## Exercise instructions
Reproduce the lines running from the one containing "object | copper lid" through the end of the material, switching "copper" to "brass" and changing nothing else.

## Extracted information
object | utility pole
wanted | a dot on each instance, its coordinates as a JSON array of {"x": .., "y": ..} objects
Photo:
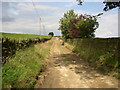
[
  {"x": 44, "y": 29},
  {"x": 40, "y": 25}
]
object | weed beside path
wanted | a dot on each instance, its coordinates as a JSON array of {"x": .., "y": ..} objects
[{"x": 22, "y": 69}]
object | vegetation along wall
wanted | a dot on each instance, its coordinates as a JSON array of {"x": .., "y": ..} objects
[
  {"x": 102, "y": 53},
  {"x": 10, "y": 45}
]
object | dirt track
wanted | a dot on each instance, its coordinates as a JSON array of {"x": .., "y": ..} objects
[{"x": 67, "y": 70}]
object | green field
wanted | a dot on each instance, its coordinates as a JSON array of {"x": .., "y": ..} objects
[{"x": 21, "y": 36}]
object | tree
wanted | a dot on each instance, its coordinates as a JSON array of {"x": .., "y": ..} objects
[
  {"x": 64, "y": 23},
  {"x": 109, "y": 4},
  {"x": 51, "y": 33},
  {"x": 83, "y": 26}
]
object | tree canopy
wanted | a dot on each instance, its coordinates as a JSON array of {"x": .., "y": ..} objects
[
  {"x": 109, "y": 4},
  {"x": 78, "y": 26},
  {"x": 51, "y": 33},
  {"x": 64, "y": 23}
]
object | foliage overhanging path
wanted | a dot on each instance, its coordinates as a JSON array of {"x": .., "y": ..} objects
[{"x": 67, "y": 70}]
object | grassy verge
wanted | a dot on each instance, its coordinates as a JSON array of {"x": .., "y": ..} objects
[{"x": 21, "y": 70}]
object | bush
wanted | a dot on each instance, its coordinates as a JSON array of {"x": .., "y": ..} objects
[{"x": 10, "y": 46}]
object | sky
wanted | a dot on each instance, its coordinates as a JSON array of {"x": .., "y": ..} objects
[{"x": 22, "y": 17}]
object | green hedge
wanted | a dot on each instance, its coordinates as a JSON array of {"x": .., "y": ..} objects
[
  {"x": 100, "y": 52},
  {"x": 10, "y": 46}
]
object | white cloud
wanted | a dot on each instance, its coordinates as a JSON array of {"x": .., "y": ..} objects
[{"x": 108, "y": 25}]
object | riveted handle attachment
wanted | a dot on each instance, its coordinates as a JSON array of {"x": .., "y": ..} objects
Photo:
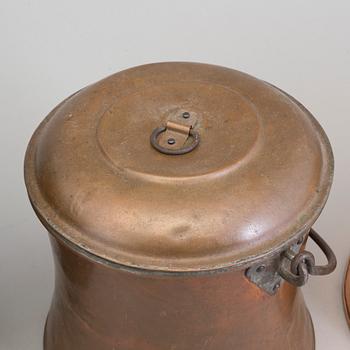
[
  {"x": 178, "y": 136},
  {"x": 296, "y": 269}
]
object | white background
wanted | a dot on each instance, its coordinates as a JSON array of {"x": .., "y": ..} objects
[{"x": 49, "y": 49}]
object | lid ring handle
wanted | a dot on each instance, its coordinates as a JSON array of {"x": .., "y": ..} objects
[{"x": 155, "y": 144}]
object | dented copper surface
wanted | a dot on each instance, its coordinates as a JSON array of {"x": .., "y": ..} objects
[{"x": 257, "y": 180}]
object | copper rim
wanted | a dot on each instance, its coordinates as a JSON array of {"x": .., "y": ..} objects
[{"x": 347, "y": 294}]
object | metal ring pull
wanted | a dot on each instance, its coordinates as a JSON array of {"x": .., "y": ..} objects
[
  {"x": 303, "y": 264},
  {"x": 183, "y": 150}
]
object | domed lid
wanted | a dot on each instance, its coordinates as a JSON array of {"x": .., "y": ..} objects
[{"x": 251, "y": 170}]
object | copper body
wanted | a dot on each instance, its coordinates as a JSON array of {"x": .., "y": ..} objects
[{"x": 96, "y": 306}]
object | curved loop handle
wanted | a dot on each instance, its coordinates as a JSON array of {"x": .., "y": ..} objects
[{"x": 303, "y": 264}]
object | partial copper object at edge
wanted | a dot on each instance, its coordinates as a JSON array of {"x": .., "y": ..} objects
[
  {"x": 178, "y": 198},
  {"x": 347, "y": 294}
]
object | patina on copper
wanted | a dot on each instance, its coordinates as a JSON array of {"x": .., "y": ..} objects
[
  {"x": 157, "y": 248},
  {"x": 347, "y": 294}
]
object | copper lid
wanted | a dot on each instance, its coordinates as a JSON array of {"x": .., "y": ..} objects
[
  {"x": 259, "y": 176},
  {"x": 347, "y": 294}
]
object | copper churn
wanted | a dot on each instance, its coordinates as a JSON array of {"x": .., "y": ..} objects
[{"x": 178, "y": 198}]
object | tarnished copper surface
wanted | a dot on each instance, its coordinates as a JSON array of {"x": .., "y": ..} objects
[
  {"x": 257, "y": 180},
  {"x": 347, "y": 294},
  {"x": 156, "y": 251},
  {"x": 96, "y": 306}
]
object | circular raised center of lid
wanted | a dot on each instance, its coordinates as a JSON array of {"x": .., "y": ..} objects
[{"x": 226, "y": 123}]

## Solution
object | brass lid
wanted | a dot on each instance, its coordinates as a JSON array of {"x": .., "y": ..} objects
[
  {"x": 259, "y": 176},
  {"x": 347, "y": 294}
]
object | brass churn
wanted | a dot on each instance, its coordinates as a JSON array of {"x": .., "y": ..} objects
[{"x": 178, "y": 198}]
object | tarnished brass surface
wanted | a dot on each instance, its coordinates as a JSON array of {"x": .., "y": ..} objects
[
  {"x": 257, "y": 180},
  {"x": 347, "y": 294},
  {"x": 156, "y": 251},
  {"x": 96, "y": 306}
]
object | circular raised center of lid
wanted | a dot on each instance, its coordinates as a JSON array of {"x": .., "y": ..} objects
[{"x": 226, "y": 123}]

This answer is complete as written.